### Data under study
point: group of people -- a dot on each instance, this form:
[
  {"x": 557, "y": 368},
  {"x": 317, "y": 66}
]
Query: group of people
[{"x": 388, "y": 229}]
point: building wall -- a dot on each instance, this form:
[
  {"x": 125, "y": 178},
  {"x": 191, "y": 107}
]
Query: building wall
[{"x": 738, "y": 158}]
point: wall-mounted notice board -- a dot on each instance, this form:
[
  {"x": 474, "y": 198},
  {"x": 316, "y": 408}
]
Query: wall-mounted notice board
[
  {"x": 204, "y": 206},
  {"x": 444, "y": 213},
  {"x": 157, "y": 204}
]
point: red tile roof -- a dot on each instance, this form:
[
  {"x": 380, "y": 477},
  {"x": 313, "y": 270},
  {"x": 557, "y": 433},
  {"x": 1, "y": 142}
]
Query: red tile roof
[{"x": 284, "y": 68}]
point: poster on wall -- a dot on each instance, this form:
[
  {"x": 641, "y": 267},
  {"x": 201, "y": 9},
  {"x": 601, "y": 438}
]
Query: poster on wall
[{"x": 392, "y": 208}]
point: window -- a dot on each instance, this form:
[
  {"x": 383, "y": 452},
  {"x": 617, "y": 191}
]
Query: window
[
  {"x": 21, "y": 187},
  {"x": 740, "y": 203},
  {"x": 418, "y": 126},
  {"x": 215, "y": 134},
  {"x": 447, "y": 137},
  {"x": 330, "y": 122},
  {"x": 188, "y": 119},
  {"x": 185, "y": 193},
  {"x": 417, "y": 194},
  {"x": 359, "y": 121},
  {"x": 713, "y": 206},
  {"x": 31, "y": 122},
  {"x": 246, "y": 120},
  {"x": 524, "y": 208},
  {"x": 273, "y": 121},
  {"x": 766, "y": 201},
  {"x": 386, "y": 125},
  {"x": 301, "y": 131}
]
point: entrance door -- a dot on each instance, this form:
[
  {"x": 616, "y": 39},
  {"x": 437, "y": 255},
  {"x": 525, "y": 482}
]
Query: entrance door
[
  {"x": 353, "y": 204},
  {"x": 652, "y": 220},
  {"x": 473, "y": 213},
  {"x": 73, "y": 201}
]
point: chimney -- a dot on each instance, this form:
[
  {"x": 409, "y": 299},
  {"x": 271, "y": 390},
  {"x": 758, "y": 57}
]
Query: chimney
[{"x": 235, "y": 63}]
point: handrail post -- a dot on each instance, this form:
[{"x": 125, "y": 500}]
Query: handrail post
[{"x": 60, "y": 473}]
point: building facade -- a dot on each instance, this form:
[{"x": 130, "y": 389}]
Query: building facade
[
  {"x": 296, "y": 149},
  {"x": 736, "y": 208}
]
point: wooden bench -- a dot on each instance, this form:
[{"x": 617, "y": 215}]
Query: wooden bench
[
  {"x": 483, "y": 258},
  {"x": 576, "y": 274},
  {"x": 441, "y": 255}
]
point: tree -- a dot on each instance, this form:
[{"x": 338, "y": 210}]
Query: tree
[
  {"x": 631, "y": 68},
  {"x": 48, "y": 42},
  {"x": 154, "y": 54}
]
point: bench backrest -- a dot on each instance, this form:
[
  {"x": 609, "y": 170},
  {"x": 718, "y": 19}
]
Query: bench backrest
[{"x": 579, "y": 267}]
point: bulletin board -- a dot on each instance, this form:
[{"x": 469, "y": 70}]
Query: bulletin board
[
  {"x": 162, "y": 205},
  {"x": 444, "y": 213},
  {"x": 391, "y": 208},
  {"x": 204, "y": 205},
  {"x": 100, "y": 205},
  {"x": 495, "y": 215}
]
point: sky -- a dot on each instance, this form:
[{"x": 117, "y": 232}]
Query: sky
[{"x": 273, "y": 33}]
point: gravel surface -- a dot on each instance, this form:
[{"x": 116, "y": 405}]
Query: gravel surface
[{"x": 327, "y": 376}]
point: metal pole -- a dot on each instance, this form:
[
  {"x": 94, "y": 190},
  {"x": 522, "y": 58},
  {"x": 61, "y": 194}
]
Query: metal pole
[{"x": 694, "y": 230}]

### About this exercise
Copy the listing above out again in its entirety, exactly as written.

### Result of the task
point: group of people -- a dot on each instance, this form:
[
  {"x": 557, "y": 368},
  {"x": 317, "y": 66}
]
Query: group of people
[{"x": 388, "y": 229}]
point: building wall -- a dot on each instance, this form:
[
  {"x": 125, "y": 178},
  {"x": 191, "y": 107}
]
Query: building wall
[{"x": 738, "y": 158}]
point: wall-mounted notice board -- a dot on each instance, this form:
[
  {"x": 474, "y": 198},
  {"x": 316, "y": 408}
]
Query: wall-mounted notice board
[
  {"x": 204, "y": 206},
  {"x": 444, "y": 213},
  {"x": 157, "y": 204}
]
point: red tile roof -- a dot on each instance, this form:
[
  {"x": 380, "y": 477},
  {"x": 313, "y": 270},
  {"x": 557, "y": 433},
  {"x": 1, "y": 142}
]
Query: red tile roof
[{"x": 284, "y": 68}]
point: poster on wall -- a dot on each instance, this form:
[
  {"x": 641, "y": 267},
  {"x": 201, "y": 9},
  {"x": 601, "y": 438}
]
Query: poster on wall
[{"x": 392, "y": 208}]
point: window -- a dot on each instance, this form:
[
  {"x": 383, "y": 452},
  {"x": 617, "y": 191}
]
Query: window
[
  {"x": 21, "y": 187},
  {"x": 740, "y": 203},
  {"x": 418, "y": 126},
  {"x": 215, "y": 134},
  {"x": 447, "y": 137},
  {"x": 330, "y": 122},
  {"x": 188, "y": 119},
  {"x": 185, "y": 193},
  {"x": 417, "y": 194},
  {"x": 359, "y": 121},
  {"x": 713, "y": 206},
  {"x": 31, "y": 122},
  {"x": 246, "y": 120},
  {"x": 524, "y": 208},
  {"x": 273, "y": 121},
  {"x": 766, "y": 201},
  {"x": 386, "y": 125},
  {"x": 301, "y": 131}
]
point: entrance door -- a dot on each instance, this form:
[
  {"x": 616, "y": 39},
  {"x": 437, "y": 255},
  {"x": 525, "y": 482}
]
Query: entrance door
[
  {"x": 353, "y": 204},
  {"x": 652, "y": 220},
  {"x": 473, "y": 213},
  {"x": 73, "y": 201}
]
point: chimney -- a dot on each instance, this form:
[
  {"x": 409, "y": 299},
  {"x": 271, "y": 390},
  {"x": 758, "y": 57}
]
Query: chimney
[{"x": 235, "y": 63}]
point: handrail post -- a dot on each instance, this form:
[{"x": 125, "y": 500}]
Query: handrail post
[{"x": 60, "y": 473}]
point: building facade -- a dot on each instance, this form:
[{"x": 130, "y": 389}]
Query: building facade
[
  {"x": 296, "y": 149},
  {"x": 736, "y": 208}
]
point: wooden bench -- a dot on each instance, this form:
[{"x": 617, "y": 215}]
Query: wooden bench
[
  {"x": 483, "y": 258},
  {"x": 576, "y": 274},
  {"x": 441, "y": 255}
]
point: tree -- a dot on each instance, this form:
[{"x": 338, "y": 210}]
Query: tree
[
  {"x": 631, "y": 68},
  {"x": 48, "y": 42},
  {"x": 154, "y": 54}
]
point: bench backrest -- a dot on each instance, this form:
[
  {"x": 609, "y": 170},
  {"x": 718, "y": 19}
]
Query: bench backrest
[{"x": 579, "y": 267}]
point: bulletin board -- a dot on each instance, this form:
[{"x": 469, "y": 70}]
Query: bulletin board
[
  {"x": 162, "y": 205},
  {"x": 444, "y": 213},
  {"x": 391, "y": 208},
  {"x": 204, "y": 205},
  {"x": 100, "y": 205},
  {"x": 495, "y": 215}
]
point: sky -- a dot on each instance, this form:
[{"x": 117, "y": 232}]
Query: sky
[{"x": 273, "y": 33}]
point: gravel surface -- a dot on each instance, this form:
[{"x": 116, "y": 405}]
Query: gravel surface
[{"x": 327, "y": 376}]
point: metal pole -- a dot on each instance, this form:
[
  {"x": 94, "y": 190},
  {"x": 522, "y": 58},
  {"x": 61, "y": 194}
]
Query: metal pole
[{"x": 694, "y": 230}]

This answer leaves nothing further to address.